■ PAGE EXTRACT

● ● ● ● ●

The "quantum efficiency" (Q.E.) is the ratio of the number of carriers collected by the solar cell to the number of photons of a given energy incident on the solar cell. The quantum efficiency may be given either as a function of wavelength or of energy. If all photons of a certain wavelength are absorbed and the resulting minority carriers are collected, then the quantum efficiency at that particular wavelength is unity. The quantum efficiency for photons with energy below the band gap is zero. A quantum efficiency curve for an ideal solar cell is shown below by the tan/gold square line.

While quantum efficiency ideally has the square shape shown above, the quantum efficiency for most solar cells is reduced due to recombination effects. The same mechanisms which affect the collection probability also affect the quantum efficiency. For example, front surface passivation affects carriers generated near the surface, and since blue light is absorbed very close to the surface, high front surface recombination will affect the "blue" portion of the quantum efficiency. Similarly, green light is absorbed in the bulk of a solar cell and a low diffusion length will affect the collection probability from the solar cell bulk and reduce the quantum efficiency in the green portion of the spectrum. The quantum efficiency can be viewed as the collection probability due the generation profile of a single wavelength, integrated over the device thickness and normalized to the incident number of photons at that wavelength.

● ● ● ● ●

■ PROBLEM SET
• A. List every color named in the quantum efficiency text.
• B. In the quantum efficiency text, what is the quantum efficiency for photons with energy below the band gap?
• C. Continue the quantum efficiency text from its last sentence.
This material comes from a separate source and has no connection to the quantum efficiency text.

[Records excerpted from a collection]
● ● ● ● ●

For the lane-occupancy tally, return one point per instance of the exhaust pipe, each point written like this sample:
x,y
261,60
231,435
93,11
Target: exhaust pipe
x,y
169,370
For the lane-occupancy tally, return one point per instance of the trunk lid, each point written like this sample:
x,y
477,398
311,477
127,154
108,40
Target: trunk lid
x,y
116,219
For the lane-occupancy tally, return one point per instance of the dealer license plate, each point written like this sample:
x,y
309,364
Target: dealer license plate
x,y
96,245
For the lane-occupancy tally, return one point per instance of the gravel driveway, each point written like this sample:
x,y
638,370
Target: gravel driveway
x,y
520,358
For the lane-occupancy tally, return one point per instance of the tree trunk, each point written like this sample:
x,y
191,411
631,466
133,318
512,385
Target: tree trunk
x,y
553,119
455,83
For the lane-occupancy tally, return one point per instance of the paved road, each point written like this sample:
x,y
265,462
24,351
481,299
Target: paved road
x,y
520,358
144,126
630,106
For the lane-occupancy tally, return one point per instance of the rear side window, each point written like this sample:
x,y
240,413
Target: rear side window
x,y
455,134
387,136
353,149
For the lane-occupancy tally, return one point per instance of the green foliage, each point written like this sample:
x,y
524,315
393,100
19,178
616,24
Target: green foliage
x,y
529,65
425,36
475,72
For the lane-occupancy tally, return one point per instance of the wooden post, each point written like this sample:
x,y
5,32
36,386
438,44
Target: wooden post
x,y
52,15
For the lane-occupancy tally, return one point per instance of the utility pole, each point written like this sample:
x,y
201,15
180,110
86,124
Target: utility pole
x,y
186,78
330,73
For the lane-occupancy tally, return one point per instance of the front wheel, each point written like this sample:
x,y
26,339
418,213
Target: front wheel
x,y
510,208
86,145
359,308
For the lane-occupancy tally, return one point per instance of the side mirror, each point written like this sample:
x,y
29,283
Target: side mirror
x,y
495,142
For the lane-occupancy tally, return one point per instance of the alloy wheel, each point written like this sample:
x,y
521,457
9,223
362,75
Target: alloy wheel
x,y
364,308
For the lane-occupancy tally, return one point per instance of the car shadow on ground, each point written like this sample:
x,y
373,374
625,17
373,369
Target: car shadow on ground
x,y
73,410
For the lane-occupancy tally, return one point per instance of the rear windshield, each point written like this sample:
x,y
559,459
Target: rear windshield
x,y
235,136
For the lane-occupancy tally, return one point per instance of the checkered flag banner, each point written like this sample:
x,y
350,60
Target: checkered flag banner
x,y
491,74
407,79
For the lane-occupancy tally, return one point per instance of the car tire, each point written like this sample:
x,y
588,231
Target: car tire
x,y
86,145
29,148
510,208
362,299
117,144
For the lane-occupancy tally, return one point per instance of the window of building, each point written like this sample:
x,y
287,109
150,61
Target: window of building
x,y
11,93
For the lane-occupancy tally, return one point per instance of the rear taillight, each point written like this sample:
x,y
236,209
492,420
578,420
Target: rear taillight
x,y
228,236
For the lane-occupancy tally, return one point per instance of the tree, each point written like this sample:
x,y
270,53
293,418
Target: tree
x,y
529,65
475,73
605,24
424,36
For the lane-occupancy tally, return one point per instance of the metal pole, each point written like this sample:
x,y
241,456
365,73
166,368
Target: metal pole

● ● ● ● ●

■ RESPONSES
• A. tan, gold, blue, green

• B. It is zero.

• C.
The "external" quantum efficiency of a silicon solar cell includes the effect of optical losses such as transmission and reflection. However, it is often useful to look at the quantum efficiency of the light left after the reflected and transmitted light has been lost. "Internal" quantum efficiency refers to the efficiency with which photons that are not reflected or transmitted out of the cell can generate collectable carriers. By measuring the reflection and transmission of a device, the external quantum efficiency curve can be corrected to obtain the internal quantum efficiency curve.

The animation below shows the effect on surface recombination and diffusion length on the internal quantum efficiency of a solar cell. The emitter thickness is 1 µm, the base thickness is 300 µm, the emitter diffusivity is 4 cm^{2}s^{-1} and the base diffusivity is 27 cm^{2}s^{-1}. For base diffusion lengths greater than the device thickness of 300 µm the rear surface recombination velocity has a large effect on QE. For low diffusion lengths recombination at the rear surface has no effect.